#### What is required:
In the records below, find the line containing "[seg] <item>man's curly brown hair</item>" and repeat it and every line after it exactly, without pictures.

───── Raw data ─────

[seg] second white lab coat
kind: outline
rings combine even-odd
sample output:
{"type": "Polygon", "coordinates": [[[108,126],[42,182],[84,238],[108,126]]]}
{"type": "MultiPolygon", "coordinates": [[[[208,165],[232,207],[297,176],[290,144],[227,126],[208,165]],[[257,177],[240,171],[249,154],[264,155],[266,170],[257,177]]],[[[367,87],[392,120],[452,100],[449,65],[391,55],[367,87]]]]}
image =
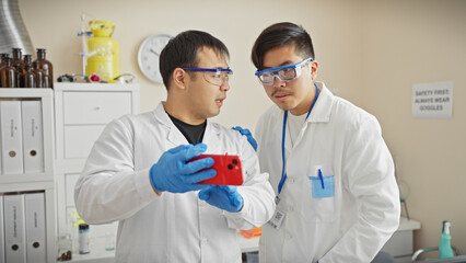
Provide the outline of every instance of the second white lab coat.
{"type": "Polygon", "coordinates": [[[164,151],[188,144],[162,103],[153,112],[107,125],[77,182],[74,199],[89,224],[119,221],[117,262],[241,262],[236,229],[258,227],[271,217],[273,191],[240,133],[208,122],[202,142],[206,153],[241,157],[240,213],[210,206],[198,192],[154,193],[149,179],[152,164],[164,151]]]}
{"type": "MultiPolygon", "coordinates": [[[[399,222],[392,156],[374,116],[316,84],[317,102],[294,146],[287,132],[288,179],[277,205],[286,217],[278,230],[264,226],[259,260],[369,263],[399,222]],[[314,196],[319,169],[334,182],[331,197],[314,196]]],[[[283,111],[273,105],[256,127],[260,168],[270,174],[276,193],[282,124],[283,111]]]]}

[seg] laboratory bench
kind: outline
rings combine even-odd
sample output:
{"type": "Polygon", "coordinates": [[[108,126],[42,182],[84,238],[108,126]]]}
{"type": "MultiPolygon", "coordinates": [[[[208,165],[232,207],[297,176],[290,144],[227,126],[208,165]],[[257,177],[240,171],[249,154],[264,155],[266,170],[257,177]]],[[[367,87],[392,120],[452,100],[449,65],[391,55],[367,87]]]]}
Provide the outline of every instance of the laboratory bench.
{"type": "MultiPolygon", "coordinates": [[[[421,224],[416,220],[408,220],[401,217],[399,227],[387,243],[382,248],[383,251],[388,252],[395,258],[397,263],[411,262],[413,253],[413,231],[421,228],[421,224]]],[[[241,251],[243,253],[256,252],[259,249],[259,237],[246,239],[240,233],[241,251]]],[[[71,262],[85,262],[85,263],[114,263],[115,251],[105,250],[105,238],[97,238],[91,240],[89,254],[73,254],[71,262]]]]}

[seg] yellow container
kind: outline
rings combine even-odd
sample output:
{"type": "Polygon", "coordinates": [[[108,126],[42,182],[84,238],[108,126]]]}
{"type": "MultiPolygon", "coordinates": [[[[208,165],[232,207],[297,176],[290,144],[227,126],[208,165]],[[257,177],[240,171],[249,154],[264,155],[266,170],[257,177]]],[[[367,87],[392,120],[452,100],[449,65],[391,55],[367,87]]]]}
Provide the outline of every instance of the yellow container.
{"type": "Polygon", "coordinates": [[[109,21],[90,21],[92,36],[88,39],[85,75],[98,75],[101,80],[114,82],[119,73],[119,44],[112,38],[115,26],[109,21]]]}

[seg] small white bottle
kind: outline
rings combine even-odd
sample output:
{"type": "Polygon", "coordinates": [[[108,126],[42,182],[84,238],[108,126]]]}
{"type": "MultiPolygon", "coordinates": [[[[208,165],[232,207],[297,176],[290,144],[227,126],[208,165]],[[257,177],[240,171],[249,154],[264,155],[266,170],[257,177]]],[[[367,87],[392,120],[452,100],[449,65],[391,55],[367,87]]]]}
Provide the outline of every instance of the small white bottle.
{"type": "Polygon", "coordinates": [[[89,225],[79,225],[79,253],[88,254],[89,252],[89,225]]]}

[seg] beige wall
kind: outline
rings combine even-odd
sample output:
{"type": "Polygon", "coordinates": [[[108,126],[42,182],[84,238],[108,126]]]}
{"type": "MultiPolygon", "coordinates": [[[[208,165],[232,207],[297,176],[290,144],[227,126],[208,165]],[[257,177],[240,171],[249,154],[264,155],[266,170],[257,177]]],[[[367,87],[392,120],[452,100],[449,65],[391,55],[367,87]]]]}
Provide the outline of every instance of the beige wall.
{"type": "MultiPolygon", "coordinates": [[[[407,182],[417,248],[436,247],[442,220],[466,253],[466,1],[364,1],[362,105],[375,114],[407,182]],[[412,84],[454,81],[453,118],[411,117],[412,84]]],[[[435,254],[431,254],[434,256],[435,254]]]]}
{"type": "Polygon", "coordinates": [[[82,12],[114,22],[121,72],[135,75],[141,84],[141,111],[151,111],[166,92],[139,71],[140,43],[150,34],[176,35],[190,28],[213,34],[230,48],[234,70],[232,90],[215,121],[253,130],[270,105],[254,77],[249,59],[254,39],[275,22],[302,24],[313,37],[317,78],[380,119],[399,174],[411,190],[411,217],[422,222],[416,247],[436,245],[440,224],[450,219],[453,243],[466,252],[465,105],[461,103],[465,1],[19,1],[33,44],[47,48],[55,76],[82,72],[77,55],[81,42],[75,36],[82,12]],[[411,85],[442,80],[455,84],[454,118],[411,118],[411,85]]]}

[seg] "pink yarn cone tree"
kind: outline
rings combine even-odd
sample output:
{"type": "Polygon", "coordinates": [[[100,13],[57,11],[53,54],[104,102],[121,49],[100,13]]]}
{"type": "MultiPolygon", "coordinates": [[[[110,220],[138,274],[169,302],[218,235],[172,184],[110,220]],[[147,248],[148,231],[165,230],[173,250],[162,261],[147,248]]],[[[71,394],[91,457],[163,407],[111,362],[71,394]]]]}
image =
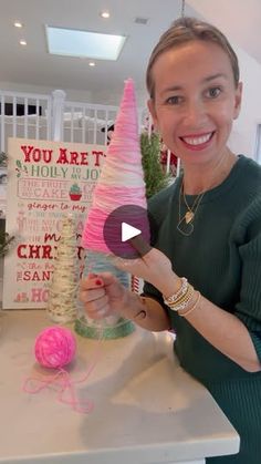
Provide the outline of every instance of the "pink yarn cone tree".
{"type": "Polygon", "coordinates": [[[93,205],[83,233],[84,248],[111,252],[103,237],[104,224],[111,213],[125,205],[140,206],[145,209],[147,207],[132,79],[125,82],[115,130],[93,193],[93,205]]]}

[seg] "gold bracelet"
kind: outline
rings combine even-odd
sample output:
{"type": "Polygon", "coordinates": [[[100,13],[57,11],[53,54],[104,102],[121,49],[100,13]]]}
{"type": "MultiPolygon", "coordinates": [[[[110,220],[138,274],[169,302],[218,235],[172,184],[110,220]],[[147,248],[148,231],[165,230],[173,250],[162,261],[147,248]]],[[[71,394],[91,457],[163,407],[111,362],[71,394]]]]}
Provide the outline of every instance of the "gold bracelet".
{"type": "Polygon", "coordinates": [[[188,316],[190,312],[192,312],[197,308],[200,299],[201,299],[201,293],[198,291],[198,298],[197,298],[197,301],[194,303],[194,306],[190,309],[188,309],[186,312],[179,313],[179,316],[181,316],[181,318],[186,318],[186,316],[188,316]]]}
{"type": "Polygon", "coordinates": [[[187,293],[188,291],[188,280],[186,279],[186,277],[180,277],[181,280],[181,286],[179,287],[178,291],[174,295],[171,295],[170,297],[165,297],[165,305],[171,305],[174,302],[176,302],[177,300],[179,300],[180,297],[182,297],[185,293],[187,293]]]}
{"type": "Polygon", "coordinates": [[[164,301],[165,305],[167,303],[167,306],[173,310],[173,311],[179,311],[180,309],[186,309],[187,306],[189,305],[192,296],[194,296],[194,287],[189,283],[188,285],[188,289],[187,292],[180,297],[177,301],[173,302],[173,303],[167,303],[166,300],[164,301]]]}

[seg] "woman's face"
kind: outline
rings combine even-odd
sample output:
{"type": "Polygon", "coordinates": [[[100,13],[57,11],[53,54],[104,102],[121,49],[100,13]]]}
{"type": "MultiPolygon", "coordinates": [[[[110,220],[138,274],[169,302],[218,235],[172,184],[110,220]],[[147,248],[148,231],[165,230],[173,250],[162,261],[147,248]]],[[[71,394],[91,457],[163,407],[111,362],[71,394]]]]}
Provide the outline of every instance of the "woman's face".
{"type": "Polygon", "coordinates": [[[221,157],[241,102],[226,52],[211,42],[188,42],[163,53],[153,78],[148,106],[168,148],[185,165],[221,157]]]}

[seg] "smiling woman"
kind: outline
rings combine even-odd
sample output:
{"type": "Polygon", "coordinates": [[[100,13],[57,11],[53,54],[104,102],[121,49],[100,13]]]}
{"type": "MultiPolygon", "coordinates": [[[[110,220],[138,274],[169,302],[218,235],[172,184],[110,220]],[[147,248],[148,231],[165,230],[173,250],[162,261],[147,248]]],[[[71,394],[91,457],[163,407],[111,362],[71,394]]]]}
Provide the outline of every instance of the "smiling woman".
{"type": "Polygon", "coordinates": [[[154,49],[147,87],[154,125],[182,174],[149,200],[155,248],[117,265],[146,281],[143,296],[101,274],[100,292],[86,279],[82,299],[94,319],[117,311],[148,330],[174,330],[181,367],[240,434],[238,455],[207,462],[259,464],[261,167],[227,145],[241,105],[237,55],[218,29],[182,18],[154,49]]]}

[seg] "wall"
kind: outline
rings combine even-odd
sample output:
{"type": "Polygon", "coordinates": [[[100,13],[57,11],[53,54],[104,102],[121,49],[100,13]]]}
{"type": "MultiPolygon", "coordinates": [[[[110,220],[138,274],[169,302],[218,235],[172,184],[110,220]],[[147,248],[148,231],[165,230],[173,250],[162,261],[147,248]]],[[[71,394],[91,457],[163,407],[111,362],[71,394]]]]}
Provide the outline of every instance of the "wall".
{"type": "Polygon", "coordinates": [[[261,65],[242,49],[233,47],[240,65],[240,80],[243,82],[243,100],[239,118],[234,122],[230,136],[230,147],[255,158],[257,125],[261,123],[261,65]]]}
{"type": "MultiPolygon", "coordinates": [[[[241,48],[233,48],[239,58],[241,80],[243,82],[243,101],[239,118],[234,122],[229,145],[236,153],[243,153],[252,158],[255,157],[257,125],[261,123],[261,64],[251,58],[241,48]]],[[[51,94],[54,89],[33,85],[0,82],[0,89],[21,92],[38,92],[51,94]]],[[[109,91],[101,90],[98,93],[65,90],[67,100],[76,102],[90,102],[118,105],[121,94],[113,94],[109,91]]],[[[138,107],[146,107],[147,95],[144,90],[137,90],[138,107]]]]}
{"type": "MultiPolygon", "coordinates": [[[[43,93],[51,95],[55,87],[49,86],[39,86],[39,85],[27,85],[27,84],[19,84],[14,82],[1,82],[0,81],[0,89],[6,91],[15,91],[15,92],[29,92],[29,93],[43,93]]],[[[90,103],[92,100],[92,94],[88,91],[77,91],[73,89],[63,89],[67,95],[67,100],[74,102],[87,102],[90,103]]]]}

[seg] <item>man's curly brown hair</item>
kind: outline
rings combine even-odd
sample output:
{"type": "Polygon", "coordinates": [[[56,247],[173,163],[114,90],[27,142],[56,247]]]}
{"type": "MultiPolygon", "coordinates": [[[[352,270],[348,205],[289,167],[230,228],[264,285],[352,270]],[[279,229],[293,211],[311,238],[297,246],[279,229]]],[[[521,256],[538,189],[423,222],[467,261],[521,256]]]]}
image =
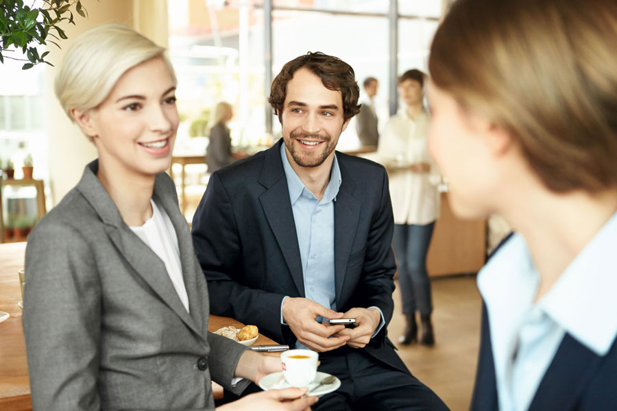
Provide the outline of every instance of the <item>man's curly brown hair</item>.
{"type": "Polygon", "coordinates": [[[341,92],[343,97],[343,117],[346,121],[358,114],[360,111],[360,105],[358,104],[360,88],[356,82],[355,73],[352,66],[337,57],[319,51],[309,51],[286,63],[272,82],[268,102],[274,109],[274,114],[278,116],[279,120],[282,114],[287,83],[293,77],[293,73],[302,67],[308,68],[319,77],[326,88],[341,92]]]}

─────

#### Response to this task:
[seg] <item>man's curly brown hair</item>
kind: outline
rings combine even-odd
sample output:
{"type": "Polygon", "coordinates": [[[56,247],[173,163],[114,90],[27,142],[56,247]]]}
{"type": "MultiPolygon", "coordinates": [[[[352,270],[348,205],[289,167],[230,228],[264,285],[352,270]],[[279,229],[293,211],[311,238],[297,246],[279,229]]],[[[521,256],[538,189],[423,222],[467,261],[521,256]]]]}
image =
Provide the outline of every instance of the <item>man's curly brown hair</item>.
{"type": "Polygon", "coordinates": [[[341,92],[343,97],[343,117],[346,121],[358,114],[360,111],[360,105],[358,104],[360,88],[356,82],[355,73],[352,66],[337,57],[319,51],[309,51],[286,63],[272,82],[268,102],[274,109],[274,114],[278,116],[279,120],[282,114],[287,83],[293,77],[293,73],[302,67],[308,68],[319,77],[326,88],[341,92]]]}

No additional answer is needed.